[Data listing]
= = = = =

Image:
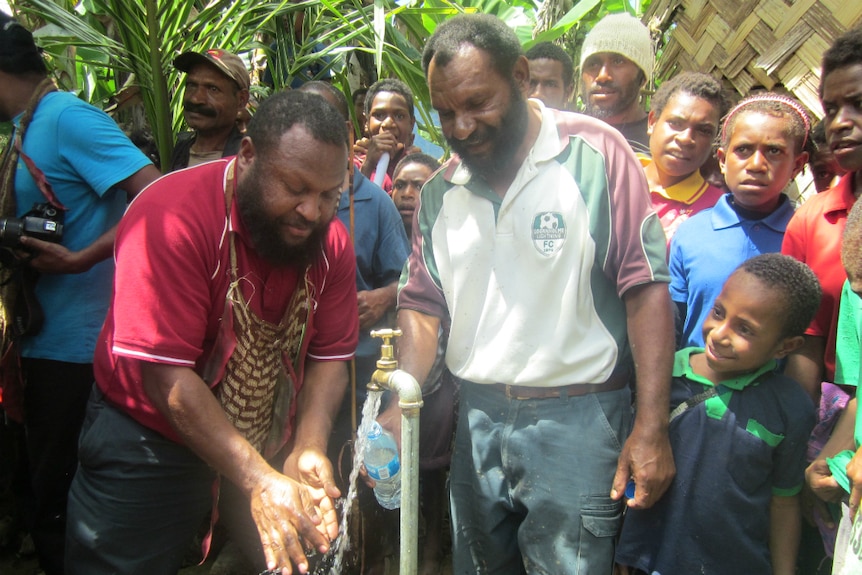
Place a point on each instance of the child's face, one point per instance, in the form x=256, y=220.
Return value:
x=842, y=104
x=389, y=113
x=405, y=189
x=681, y=137
x=759, y=160
x=744, y=329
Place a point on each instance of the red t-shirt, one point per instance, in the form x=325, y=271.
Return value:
x=172, y=276
x=813, y=236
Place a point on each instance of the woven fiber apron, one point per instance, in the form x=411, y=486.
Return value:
x=256, y=391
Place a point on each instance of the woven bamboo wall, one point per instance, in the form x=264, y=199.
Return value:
x=751, y=43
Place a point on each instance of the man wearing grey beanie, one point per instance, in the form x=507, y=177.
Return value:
x=617, y=60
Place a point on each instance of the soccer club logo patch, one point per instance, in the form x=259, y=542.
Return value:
x=549, y=232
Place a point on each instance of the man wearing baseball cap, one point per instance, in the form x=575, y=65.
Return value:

= = = = =

DIRECTIVE – Render every line of the material above as a Markdown table with the columns "No." and "Text", numbering the rows in order. Skip blank lines and omit the pictures.

COMPLETED TASK –
| No. | Text |
|---|---|
| 1 | Image: |
| 2 | Place a point on each instance of the child's face, one point per instance, in the form x=256, y=220. |
| 3 | Return value: |
| 4 | x=842, y=104 |
| 5 | x=389, y=113 |
| 6 | x=405, y=189 |
| 7 | x=681, y=137 |
| 8 | x=759, y=160 |
| 9 | x=744, y=329 |
| 10 | Place a point on each instance of the red t-shirt, one point per instance, in the form x=325, y=271. |
| 11 | Return value: |
| 12 | x=172, y=276 |
| 13 | x=813, y=236 |
| 14 | Place a point on each instance of the woven fiber apron, one point per instance, in the form x=411, y=486. |
| 15 | Return value: |
| 16 | x=256, y=391 |
| 17 | Place a point on each instance of the woven bamboo wall, one point per instance, in the form x=264, y=199. |
| 18 | Return value: |
| 19 | x=751, y=43 |
| 20 | Place a point on each instance of the man wearing grey beanie, one point per instance, in the form x=507, y=177. |
| 21 | Return value: |
| 22 | x=617, y=60 |
| 23 | Place a point on each instance of the soccer club logo patch, one point per instance, in the form x=259, y=542. |
| 24 | Return value: |
| 25 | x=549, y=232 |
| 26 | Place a point on each instance of the man wearing baseball cap, one point per instance, in the form x=575, y=65. |
| 27 | Return value: |